● **EXERCISE SET**
a: Rename "omitted issues" as "unraised issues" in the passage on appellate counsel, starting at the words "(2) Was there" and ending after "the justifications reasonable?".
b: Please go on with the passage on ineffective assistance of appellate counsel, picking up right after its final line.

═══ PASSAGE GIVEN ═══

The Strickland test applies to appellate counsel. Smith v. Robbins, 528 U.S. 259, 285 (2000); Burger v. Kemp, 483 U.S. 776 (1987). . . .Counsel's failure to raise an issue on appeal amounts to ineffective assistance only if a reasonable probability exists that inclusion of the issue would have changed the result of the appeal. Id. citing Wilson. . . .The attorney need not advance every argument, regardless of merit, urged by the appellant. Jones v. Barnes, 463 U.S. 745, 751-752, 103 S.Ct. 3308, 77 L.Ed.2d 987 (1983) ("Experienced advocates since time beyond memory have emphasized the importance of winnowing out weaker arguments on appeal and focusing on one central issue if possible, or at most on a few key issues." 463 U.S. 751-52).
Leonard v. Warden, Ohio State Penitentiary, No. 1:09-cv-056, 2013 WL 831727, at *28 (S.D. Ohio March 6, 2013). Factors to be considered in determining whether a defendant has been denied the effective assistance of appellate counsel include:
(1) Were the omitted issues "significant and obvious"?

(2) Was there arguably contrary authority on the omitted issues?
(3) Were the omitted issues clearly stronger than those presented?

(4) Were the omitted issues objected to at trial?

(5) Were the trial court's rulings subject to deference on appeal?

(6) Did appellate counsel testify in a collateral proceeding as to his appeal strategy and, if so, were the justifications reasonable?

(7) What was appellate counsel's level of experience and expertise?

(8) Did the petitioner and appellate counsel meet and go over possible issues?

(9) Is there evidence that counsel reviewed all the facts?

(10) Were the omitted issues dealt with in other assignments of error?

═══ DATASET EXTRACT ═══

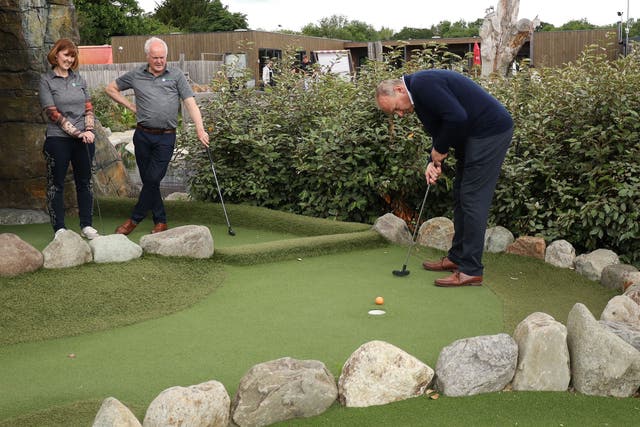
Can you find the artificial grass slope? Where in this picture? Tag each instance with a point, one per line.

═══

● **RESPONSES PER TASK**
a:
(2) Was there arguably contrary authority on the unraised issues?
(3) Were the unraised issues clearly stronger than those presented?

(4) Were the unraised issues objected to at trial?

(5) Were the trial court's rulings subject to deference on appeal?

(6) Did appellate counsel testify in a collateral proceeding as to his appeal strategy and, if so, were the justifications reasonable?

b:
(11) Was the decision to omit an issue an unreasonable one which only an incompetent attorney would adopt?
Mapes v. Coyle, 171 F.3d 408, 427-28 (6th Cir. 1999) (citations omitted).

On January 17, 2015, Petitioner signed a Plea Agreement agreeing to enter a guilty plea to Count One of the Second Superseding Indictment, which charged him with conspiracy to possess with the intent to distribute heroin. Under the terms of the plea agreement, which Petitioner signed representing that he understood he faced a maximum term of twenty (20) years imprisonment, and an additional ten years because he committed the offense while on pretrial release. (ECF No. 248, PAGEID # 674.) The government agreed to dismiss the remaining charges in the Second Superseding Indictment, and the complaint with additional charges in Case 2:14-MJ-613, and not to file additional criminal charges against the him based on the activities charged or other narcotics violations occurring in the Southern District of Ohio prior to the date of the Second Superseding Indictment. (PAGEID # 675.) For sentencing purposes, the parties agreed that Petitioner would obtain a three level reduction in his recommended guideline sentence for timely notifying the authorities of his intention to plead guilty and his acceptance of responsibility. Petitioner's relevant conduct under the advisory United States Sentencing Guidelines would be between 100 and 400 grams of heroin, resulting in an offense level of 26, and would be increased by three levels under U.S.S.G. § 3C1.3, because he committed the offense while on pretrial release. The parties also agreed that, under the provision of U.S.S.G. § 2D1.1(b)(1), Petitioner would receive a two level increase in his recommended sentence for possession of a firearm during the commission of the offense. Petitioner indicated that he understood that the foregoing provisions would not be binding on the District Court, which would make the final determination on all sentencing issues. (PAGEID # 676.) Petitioner acknowledged that the Court had the authority to impose any sentence within the statutory maximum, that no sentence had yet been determined, and that any estimate of a probable sentencing range he may have received was not binding. The United States expressly made no promise or representation regarding the sentence, and Petitioner acknowledged that he would be unable to withdraw his guilty plea based on the actual sentence imposed. (PAGEID # 676-77.)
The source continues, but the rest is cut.